Problem statement | Repeat every entry in the listing below, exactly.

Data to process |
= Beginning of Section =

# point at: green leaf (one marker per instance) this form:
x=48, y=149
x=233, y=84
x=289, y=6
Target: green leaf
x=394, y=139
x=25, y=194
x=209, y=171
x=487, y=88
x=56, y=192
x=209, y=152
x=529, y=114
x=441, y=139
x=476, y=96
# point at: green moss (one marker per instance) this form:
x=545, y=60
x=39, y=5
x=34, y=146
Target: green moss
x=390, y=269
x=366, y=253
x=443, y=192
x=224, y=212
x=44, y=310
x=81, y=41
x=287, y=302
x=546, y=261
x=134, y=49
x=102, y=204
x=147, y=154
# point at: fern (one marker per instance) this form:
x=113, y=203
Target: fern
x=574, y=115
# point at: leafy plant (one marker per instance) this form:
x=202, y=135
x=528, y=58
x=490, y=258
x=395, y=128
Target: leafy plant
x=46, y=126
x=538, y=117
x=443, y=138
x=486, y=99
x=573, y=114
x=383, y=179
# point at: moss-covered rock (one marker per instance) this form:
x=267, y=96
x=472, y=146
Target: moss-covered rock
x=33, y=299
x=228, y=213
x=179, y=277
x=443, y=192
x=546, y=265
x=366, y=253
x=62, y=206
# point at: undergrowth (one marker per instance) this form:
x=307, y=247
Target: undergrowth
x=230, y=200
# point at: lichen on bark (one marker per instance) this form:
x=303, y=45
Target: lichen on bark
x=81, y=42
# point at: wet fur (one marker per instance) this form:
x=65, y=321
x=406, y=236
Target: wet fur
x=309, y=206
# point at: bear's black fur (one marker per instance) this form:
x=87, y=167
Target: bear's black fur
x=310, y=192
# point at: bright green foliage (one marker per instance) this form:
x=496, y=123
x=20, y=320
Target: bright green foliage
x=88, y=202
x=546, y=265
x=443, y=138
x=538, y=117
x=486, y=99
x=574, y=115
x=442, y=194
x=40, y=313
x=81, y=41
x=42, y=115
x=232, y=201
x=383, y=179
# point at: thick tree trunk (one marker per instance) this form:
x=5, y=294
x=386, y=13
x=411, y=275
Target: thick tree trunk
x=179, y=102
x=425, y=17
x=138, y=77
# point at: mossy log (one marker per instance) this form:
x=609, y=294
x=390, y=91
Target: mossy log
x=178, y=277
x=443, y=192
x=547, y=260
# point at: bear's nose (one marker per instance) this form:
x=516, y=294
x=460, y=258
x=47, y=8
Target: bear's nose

= End of Section =

The answer |
# point at: green leaf (one marker per instance) this form:
x=48, y=149
x=233, y=84
x=289, y=6
Target: green leaf
x=394, y=139
x=25, y=194
x=209, y=171
x=487, y=88
x=56, y=192
x=209, y=152
x=529, y=114
x=441, y=139
x=476, y=96
# point at: green moss (one marker per instance) this form:
x=545, y=60
x=39, y=5
x=34, y=146
Target: green moss
x=390, y=269
x=366, y=253
x=443, y=192
x=224, y=212
x=44, y=310
x=81, y=41
x=287, y=302
x=546, y=261
x=134, y=49
x=102, y=204
x=147, y=154
# point at: fern (one marker per instance) this form:
x=113, y=203
Target: fern
x=574, y=115
# point at: leafy plant (one marker per instance) this form:
x=202, y=135
x=528, y=58
x=490, y=258
x=395, y=128
Target: leafy plant
x=46, y=126
x=538, y=117
x=443, y=138
x=486, y=99
x=573, y=114
x=383, y=179
# point at: moss-covered rock (one marker per instance) this form:
x=267, y=96
x=472, y=146
Target: moss-covered rock
x=33, y=299
x=228, y=213
x=179, y=277
x=443, y=192
x=546, y=265
x=366, y=253
x=62, y=206
# point at: undergrowth (one marker per instance) this form:
x=307, y=247
Target: undergrowth
x=230, y=200
# point at: lichen on bark (one marker per instance) this form:
x=303, y=45
Target: lichen on bark
x=81, y=42
# point at: wet fur (one marker per instance) this form:
x=65, y=321
x=406, y=236
Target: wet fur
x=309, y=206
# point at: bear's black fur (one marker per instance) this form:
x=87, y=167
Target: bear's black fur
x=310, y=192
# point at: bright green foliage (one marker per instance) this form:
x=496, y=123
x=20, y=320
Target: bright green foliage
x=88, y=202
x=546, y=265
x=443, y=138
x=538, y=117
x=486, y=99
x=574, y=115
x=442, y=194
x=40, y=313
x=81, y=41
x=42, y=115
x=232, y=201
x=383, y=179
# point at: thick tree trunk (one marker per instance) this form:
x=5, y=294
x=386, y=13
x=411, y=275
Target: thick tree trunk
x=179, y=102
x=425, y=17
x=138, y=77
# point at: mossy log (one marker per instance) this form:
x=609, y=294
x=390, y=91
Target: mossy log
x=178, y=277
x=443, y=192
x=547, y=260
# point at: bear's nose (one marker per instance) this form:
x=516, y=294
x=460, y=258
x=47, y=8
Target: bear's nose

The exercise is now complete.